(Saved entries)
☆ ☆ ☆ ☆ ☆ ☆ ☆

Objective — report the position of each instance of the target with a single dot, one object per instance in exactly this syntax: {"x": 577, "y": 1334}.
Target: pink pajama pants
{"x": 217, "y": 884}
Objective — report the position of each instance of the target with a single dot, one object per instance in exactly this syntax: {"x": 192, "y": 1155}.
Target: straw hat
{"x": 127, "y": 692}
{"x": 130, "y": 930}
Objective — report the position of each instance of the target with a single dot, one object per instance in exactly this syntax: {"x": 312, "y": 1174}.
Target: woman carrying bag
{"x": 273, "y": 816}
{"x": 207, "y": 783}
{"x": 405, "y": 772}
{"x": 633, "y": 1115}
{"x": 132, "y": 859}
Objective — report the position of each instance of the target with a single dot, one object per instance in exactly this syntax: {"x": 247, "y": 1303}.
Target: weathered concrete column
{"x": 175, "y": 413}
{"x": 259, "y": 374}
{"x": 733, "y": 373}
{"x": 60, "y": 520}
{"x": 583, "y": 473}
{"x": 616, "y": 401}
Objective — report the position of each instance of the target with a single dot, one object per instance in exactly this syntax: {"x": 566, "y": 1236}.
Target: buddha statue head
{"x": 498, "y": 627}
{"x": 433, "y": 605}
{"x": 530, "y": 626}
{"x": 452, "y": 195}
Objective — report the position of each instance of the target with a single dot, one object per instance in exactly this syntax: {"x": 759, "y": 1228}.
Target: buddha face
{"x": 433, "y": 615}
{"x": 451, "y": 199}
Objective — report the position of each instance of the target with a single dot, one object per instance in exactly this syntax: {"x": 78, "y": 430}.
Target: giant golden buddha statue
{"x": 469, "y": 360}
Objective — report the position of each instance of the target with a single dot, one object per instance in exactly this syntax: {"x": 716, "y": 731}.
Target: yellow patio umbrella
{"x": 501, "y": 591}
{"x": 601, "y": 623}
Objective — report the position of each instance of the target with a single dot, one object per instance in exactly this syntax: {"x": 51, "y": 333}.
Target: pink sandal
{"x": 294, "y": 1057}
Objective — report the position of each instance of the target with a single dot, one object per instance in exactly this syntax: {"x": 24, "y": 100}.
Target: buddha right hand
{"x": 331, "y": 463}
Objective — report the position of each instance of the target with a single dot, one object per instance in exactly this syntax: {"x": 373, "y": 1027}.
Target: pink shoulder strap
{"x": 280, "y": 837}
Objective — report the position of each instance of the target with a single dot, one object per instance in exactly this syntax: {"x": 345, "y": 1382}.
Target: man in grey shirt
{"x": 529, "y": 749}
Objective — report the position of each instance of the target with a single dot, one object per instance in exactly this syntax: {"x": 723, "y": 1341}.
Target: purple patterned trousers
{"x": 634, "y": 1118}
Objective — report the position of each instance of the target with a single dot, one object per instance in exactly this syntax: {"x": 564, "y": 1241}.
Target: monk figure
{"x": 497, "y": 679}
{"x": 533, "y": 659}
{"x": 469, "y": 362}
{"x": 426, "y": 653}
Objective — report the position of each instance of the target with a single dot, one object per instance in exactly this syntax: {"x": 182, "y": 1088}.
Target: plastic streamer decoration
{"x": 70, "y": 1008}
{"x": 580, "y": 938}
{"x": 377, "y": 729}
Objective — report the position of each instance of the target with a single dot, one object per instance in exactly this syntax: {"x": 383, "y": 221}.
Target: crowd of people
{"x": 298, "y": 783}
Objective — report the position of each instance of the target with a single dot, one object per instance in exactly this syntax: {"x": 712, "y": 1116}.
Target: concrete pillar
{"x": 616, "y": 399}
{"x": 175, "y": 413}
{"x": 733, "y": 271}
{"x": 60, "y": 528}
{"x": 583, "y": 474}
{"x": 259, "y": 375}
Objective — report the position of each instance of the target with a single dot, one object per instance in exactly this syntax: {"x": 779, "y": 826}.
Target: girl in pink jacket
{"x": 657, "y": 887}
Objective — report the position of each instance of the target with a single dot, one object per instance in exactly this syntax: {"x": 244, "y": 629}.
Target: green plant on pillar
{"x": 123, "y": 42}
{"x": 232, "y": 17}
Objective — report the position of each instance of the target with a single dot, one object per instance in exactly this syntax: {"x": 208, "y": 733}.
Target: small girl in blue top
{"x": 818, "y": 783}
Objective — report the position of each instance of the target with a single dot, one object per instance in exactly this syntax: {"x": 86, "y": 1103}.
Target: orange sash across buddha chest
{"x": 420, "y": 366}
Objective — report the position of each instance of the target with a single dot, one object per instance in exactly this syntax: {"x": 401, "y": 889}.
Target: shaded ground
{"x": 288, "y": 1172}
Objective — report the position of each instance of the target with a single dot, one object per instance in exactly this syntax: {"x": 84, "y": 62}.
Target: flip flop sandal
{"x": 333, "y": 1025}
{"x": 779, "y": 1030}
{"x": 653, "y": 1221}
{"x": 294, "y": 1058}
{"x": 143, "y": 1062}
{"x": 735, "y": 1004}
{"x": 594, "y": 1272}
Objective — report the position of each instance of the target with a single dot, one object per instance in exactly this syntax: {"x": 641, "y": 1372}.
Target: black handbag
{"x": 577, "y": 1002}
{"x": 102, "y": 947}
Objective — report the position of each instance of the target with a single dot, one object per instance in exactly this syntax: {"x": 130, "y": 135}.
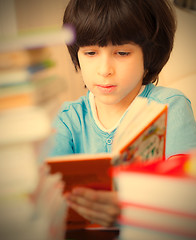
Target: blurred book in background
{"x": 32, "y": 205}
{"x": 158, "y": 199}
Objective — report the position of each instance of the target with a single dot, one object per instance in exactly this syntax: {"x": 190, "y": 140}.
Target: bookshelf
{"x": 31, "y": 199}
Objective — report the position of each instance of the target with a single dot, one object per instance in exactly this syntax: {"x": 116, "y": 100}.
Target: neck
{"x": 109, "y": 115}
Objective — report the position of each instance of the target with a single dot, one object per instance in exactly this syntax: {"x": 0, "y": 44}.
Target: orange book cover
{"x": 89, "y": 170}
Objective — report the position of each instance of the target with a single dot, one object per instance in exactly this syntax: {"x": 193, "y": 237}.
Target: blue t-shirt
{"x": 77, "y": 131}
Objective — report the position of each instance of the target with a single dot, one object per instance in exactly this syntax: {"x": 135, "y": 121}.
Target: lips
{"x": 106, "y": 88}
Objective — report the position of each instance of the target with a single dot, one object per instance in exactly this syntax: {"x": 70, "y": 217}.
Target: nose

☆ ☆ ☆ ☆ ☆ ☆ ☆

▶ INSTRUCTIONS TO FOLLOW: Please set down every record exactly as it appears, leaving out the pictures.

▶ ANSWER SECTION:
Objective — report the position of each instance of the target with a single dot, one object per instance in exactly this syntax: {"x": 577, "y": 1334}.
Target: pink pajama pants
{"x": 217, "y": 884}
Objective — report the position of each instance of the target with a single dot, one object per instance in exactly this syntax: {"x": 192, "y": 1155}.
Target: straw hat
{"x": 127, "y": 692}
{"x": 130, "y": 930}
Objective — report the position of each instance of the target with a single dot, one object per instance in exactly this syntax: {"x": 312, "y": 1174}.
Target: woman carrying bag
{"x": 273, "y": 816}
{"x": 207, "y": 783}
{"x": 405, "y": 772}
{"x": 633, "y": 1115}
{"x": 132, "y": 859}
Objective — report the position of each instance of the target with a single dot, one object per instance in exactly this syntax: {"x": 247, "y": 1303}.
Target: weathered concrete column
{"x": 175, "y": 413}
{"x": 259, "y": 374}
{"x": 733, "y": 373}
{"x": 60, "y": 520}
{"x": 583, "y": 473}
{"x": 616, "y": 401}
Objective — report the position of each instance of the target with a single dot, one object per instance in exactly this syntax: {"x": 566, "y": 1236}.
Target: buddha statue head
{"x": 498, "y": 627}
{"x": 433, "y": 605}
{"x": 530, "y": 626}
{"x": 452, "y": 195}
Objective — report the position of each instance of the target with a single dot, one object per instance in exactly this syntax: {"x": 759, "y": 1228}.
Target: buddha face
{"x": 433, "y": 615}
{"x": 451, "y": 199}
Objective — report the position of each instance of the target with a single dot, one object per instance in exactly this syntax: {"x": 78, "y": 430}.
Target: giant golden buddha statue
{"x": 469, "y": 360}
Objective — report the position of each instance of the target with a single dot, one object per instance in exactly this syntax: {"x": 716, "y": 731}.
Target: yellow patio umbrella
{"x": 501, "y": 591}
{"x": 601, "y": 623}
Objective — report the position of each instance of the target with a single dot, one object per instance in exactly this syntax: {"x": 51, "y": 333}.
Target: pink sandal
{"x": 294, "y": 1057}
Objective — report the position of each instance of the target with a single dot, one object per instance in exactly this syntax: {"x": 24, "y": 100}.
Target: buddha right hand
{"x": 331, "y": 463}
Objective — report the position of each instance of the target with a single dot, one object per instance in exactly this syntax: {"x": 373, "y": 1027}.
Target: pink shoulder strap
{"x": 280, "y": 837}
Objective — report the position of each instance of the target with a single dot, one object per instance in exactly this syntax: {"x": 345, "y": 1382}.
Target: man in grey shirt
{"x": 529, "y": 749}
Objective — report the position of each instance of the target with a single dot, one object per instance in exactly this syntax: {"x": 723, "y": 1341}.
Target: purple patterned trousers
{"x": 634, "y": 1118}
Objective — report the position of each instance of the target with a single dot, one object per instance in exactly this syntax: {"x": 564, "y": 1241}.
Target: monk figure
{"x": 497, "y": 679}
{"x": 533, "y": 659}
{"x": 469, "y": 362}
{"x": 426, "y": 653}
Objective — report the position of each instance of the target with a single dot, one object per instance in exactly this syntax: {"x": 182, "y": 1088}.
Target: plastic streamer decoration
{"x": 70, "y": 1008}
{"x": 580, "y": 938}
{"x": 377, "y": 729}
Objective — report the position of each instance of the target with a single dot, one object per instance in exactly this syntax: {"x": 383, "y": 221}.
Target: crowd of people
{"x": 298, "y": 783}
Objective — report the position of each instance of the target with a single dot, one object per instance in exactly this syntax: {"x": 712, "y": 1116}.
Target: concrete pillar
{"x": 616, "y": 399}
{"x": 175, "y": 413}
{"x": 733, "y": 271}
{"x": 60, "y": 528}
{"x": 583, "y": 474}
{"x": 259, "y": 375}
Objective — report the position of each instance of the target with a single dot, one object per instance in exactly this syntax: {"x": 779, "y": 826}.
Target: girl in pink jacket
{"x": 657, "y": 887}
Objective — report the position of each instance of the target with a single dot, one object per instance in exactly this syntax: {"x": 244, "y": 629}.
Target: green plant on pillar
{"x": 123, "y": 42}
{"x": 232, "y": 17}
Objective — report the position of each instance of the target with a single dot, one object per instance in exactly this syntax: {"x": 208, "y": 733}.
Target: small girl in blue top
{"x": 818, "y": 783}
Objective — report the position of each instance of the target with a single dot, one object per instance in exactly this syntax: {"x": 86, "y": 1103}.
Target: orange sash across buddha chest
{"x": 420, "y": 366}
Objective — report the position of each instance of the target with a single dot, one object per instance in exactly this syntax: {"x": 401, "y": 889}.
Target: shaded ground
{"x": 288, "y": 1172}
Objective — report the position of each instance of the target with a single dot, one object per instance in exactly this syntax: {"x": 84, "y": 62}.
Target: flip flop sandal
{"x": 333, "y": 1025}
{"x": 779, "y": 1030}
{"x": 653, "y": 1221}
{"x": 294, "y": 1058}
{"x": 143, "y": 1062}
{"x": 735, "y": 1004}
{"x": 594, "y": 1272}
Objective — report the position of each instance of the target with a single dot, one object per instance in exactly this syntax: {"x": 641, "y": 1372}.
Target: black handbag
{"x": 577, "y": 1002}
{"x": 102, "y": 947}
Objective — report the position of each instance of the target with a single dot, one object per instance in exactly this syntax: {"x": 130, "y": 135}.
Target: blurred book in background
{"x": 32, "y": 205}
{"x": 158, "y": 199}
Objective — report the position of each instance of the target with a single dot, one object per instance in exactly this syntax: {"x": 190, "y": 140}.
Target: bookshelf
{"x": 31, "y": 199}
Objective — report the position of each instance of the target with a single dot, one object per instance in exactly this syntax: {"x": 116, "y": 100}.
Target: neck
{"x": 109, "y": 115}
Objective — report the position of each instance of the target with a single dot, one object per instance in exactly this syntax: {"x": 0, "y": 44}.
Target: orange book cover
{"x": 89, "y": 170}
Objective — report the position of each instance of the target with a single dot, one object per instance in exactly this syntax: {"x": 193, "y": 237}.
Target: blue t-shirt
{"x": 77, "y": 131}
Objective — report the position of each instance of the target with a single dot, one object per instance in exactly this syntax: {"x": 135, "y": 121}.
Target: lips
{"x": 106, "y": 88}
Objective — report the position of each instance of the target with a single dot, one object per instance in exactly this syntax: {"x": 70, "y": 217}.
Target: nose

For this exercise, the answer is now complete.